*** Information provided ***

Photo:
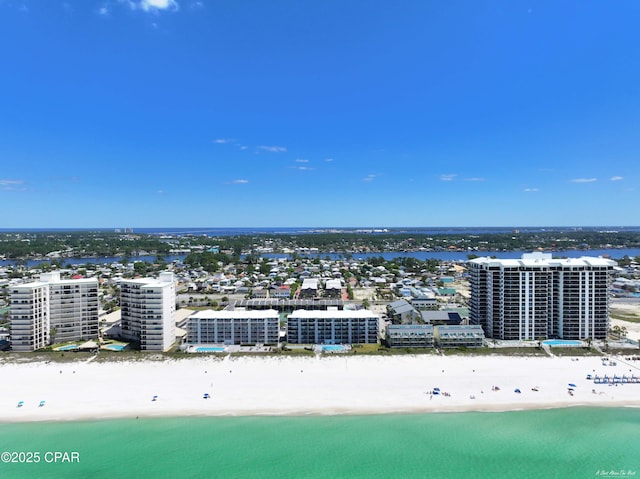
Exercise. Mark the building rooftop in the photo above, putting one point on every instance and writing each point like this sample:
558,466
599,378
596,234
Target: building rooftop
235,314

*** End of Information provided ***

## [Activity]
Each entry above is to be duplicated exactly, and its pictures omitted.

## [Reply to the task]
Photo:
Exercise. Mark the building rooftop in the photo above, putting one point on every instance and writing each point like this sample:
558,466
599,378
596,234
Target: building rooftop
235,314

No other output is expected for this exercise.